== SET OF TASKS ==
a) According to the text on habitual sin, what three traits does habitual sin usually have?
b) Using the text on habitual sin, explain why Romans 3:23 says "We fall short" rather than "We all disobey the glory of God."
c) Extend the text on habitual sin, picking up right after its final sentence.
TEXT FOR ANALYSIS START
I often hear or read things about “habitual sins.” … I know that I will always be sinful, and even if it’s not porn, I’m going to sin in other ways. However, I guess I’m wondering if it’s different because this sin is a habitual and cyclical one?
Thank you so much for your honesty here. In case you’re interested, I have a podcast and blog series on porn addiction here.
The short answer is that “habitual sin” usually has three traits:
1) Premeditated: you plan it out or you purposefully lower your guard to triggers and situations.
2) Preoccupied: it’s always on your mind and you make no effort to re-prioritize your central thoughts.
3) Unrepentant: you refuse to stop because of some rationalization or you just don’t want to, despite the destruction it’s causing.
While I hesitate to label things so quickly, if you have the above: it’s possible you might be in a habitual sin.
Let’s also remember what “sin” is because this word is so often mocked and ridiculed and misinformed. Defining it will also help us overcome it.
Sin is simply the entire human condition of brokenness that causes our hearts to be divided from our design and Designer.
You’ve probably heard that “sin is doing bad” or it’s “total depravity,” and while I understand what they mean, I don’t think it’s helpful to leave it there.
Sin did begin with an act of rebellion, but the consequence is that we’ve been dislocated from God ever since. We often cover the first part about “immoral behavior,” but not the second part about being made for Christ. We not only disobeyed; we were disconnected.
Remember: We once were perfectly whole in reflecting and receiving the Glory of God, but since Adam and Eve, that’s all been painfully fractured.
That’s why Romans 3:23 doesn’t say, “We all disobey the glory of God” — but rather, “We fall short.” The rest of humanity’s story is the desperate effort to find the wholeness that only God can give us. Or in another way: The noun of sin can lead to verbs of sin, but we are ALL woefully broken and in need of rescue.
TEXT FOR ANALYSIS END
ENTRIES SUPPLIED START
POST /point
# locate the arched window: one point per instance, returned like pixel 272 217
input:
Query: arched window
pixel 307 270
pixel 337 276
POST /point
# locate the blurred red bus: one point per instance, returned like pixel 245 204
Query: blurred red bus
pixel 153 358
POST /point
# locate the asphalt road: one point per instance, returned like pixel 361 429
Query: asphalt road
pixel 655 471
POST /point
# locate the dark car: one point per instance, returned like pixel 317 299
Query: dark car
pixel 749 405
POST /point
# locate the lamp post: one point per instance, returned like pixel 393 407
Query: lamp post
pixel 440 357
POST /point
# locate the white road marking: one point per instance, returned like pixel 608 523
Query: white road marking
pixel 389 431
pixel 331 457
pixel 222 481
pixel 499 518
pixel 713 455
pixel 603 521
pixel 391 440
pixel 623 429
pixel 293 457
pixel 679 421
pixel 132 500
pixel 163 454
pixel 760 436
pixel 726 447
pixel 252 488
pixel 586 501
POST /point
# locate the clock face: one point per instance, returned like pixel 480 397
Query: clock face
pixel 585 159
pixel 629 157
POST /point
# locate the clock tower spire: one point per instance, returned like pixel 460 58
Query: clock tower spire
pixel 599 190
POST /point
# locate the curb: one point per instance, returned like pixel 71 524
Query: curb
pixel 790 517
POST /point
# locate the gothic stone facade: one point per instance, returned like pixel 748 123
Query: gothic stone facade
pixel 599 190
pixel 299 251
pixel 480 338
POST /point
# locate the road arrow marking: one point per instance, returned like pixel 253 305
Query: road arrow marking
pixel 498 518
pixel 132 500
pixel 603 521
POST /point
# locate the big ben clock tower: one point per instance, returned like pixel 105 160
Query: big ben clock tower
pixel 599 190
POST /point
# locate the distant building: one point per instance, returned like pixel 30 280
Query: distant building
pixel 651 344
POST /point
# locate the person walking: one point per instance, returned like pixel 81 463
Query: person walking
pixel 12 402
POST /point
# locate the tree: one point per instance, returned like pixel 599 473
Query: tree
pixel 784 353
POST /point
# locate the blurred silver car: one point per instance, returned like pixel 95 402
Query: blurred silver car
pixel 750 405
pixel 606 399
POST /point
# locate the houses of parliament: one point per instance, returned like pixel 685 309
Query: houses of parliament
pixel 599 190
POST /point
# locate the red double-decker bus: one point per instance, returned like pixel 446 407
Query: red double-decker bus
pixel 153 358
ENTRIES SUPPLIED END
== ANSWERS TO THE PROBLEMS ==
a) Habitual sin is usually premeditated, preoccupied, and unrepentant.

b) Sin is not only an act of disobedience but the brokenness that has disconnected people from God ever since. Humanity was once whole in reflecting and receiving God's glory, but since Adam and Eve that wholeness has been fractured, so people fall short of that glory.

c)
This helps you both overcome the behavior and the source of the issue. Sin is not only what we do or who we are, but what we’re missing. It doesn’t just explain alcoholism or porn addiction or yelling in traffic, but also explains our need for approval, our competitive cutthroat culture, and our existential self-examination of significance.
So if you’re trying to quit porn, you can’t just “quit porn.” We must both run from sin and run to Him — to His purposes, His opportunities, His people, and His presence.
Now if you’re “stuck in habitual sin patterns,” you are willfully using and abusing people and things to fill your spiritual void — sometimes maliciously, other times mutually, but always consciously.
But here’s the thing: If you are actively fighting this sin in your daily spiritual walk, one day at a time, with your pastor or mentors or church and in confessional fellowship with others — then you’re doing something about it. Even messaging me is a step in the right way. You’re already moving towards Him.
You must please allow yourself some grace and time on this. These addictive patterns of sin have been your comforts for a while: so breaking free requires your full weight upon the Holy Spirit and the process will be just as painful as an amputation. Be drastic. Find replacement behaviors while working on your heart with the Lord. Don’t let anyone tell you it’s “legalism,” because as I’ve said before, effort is NOT legalism.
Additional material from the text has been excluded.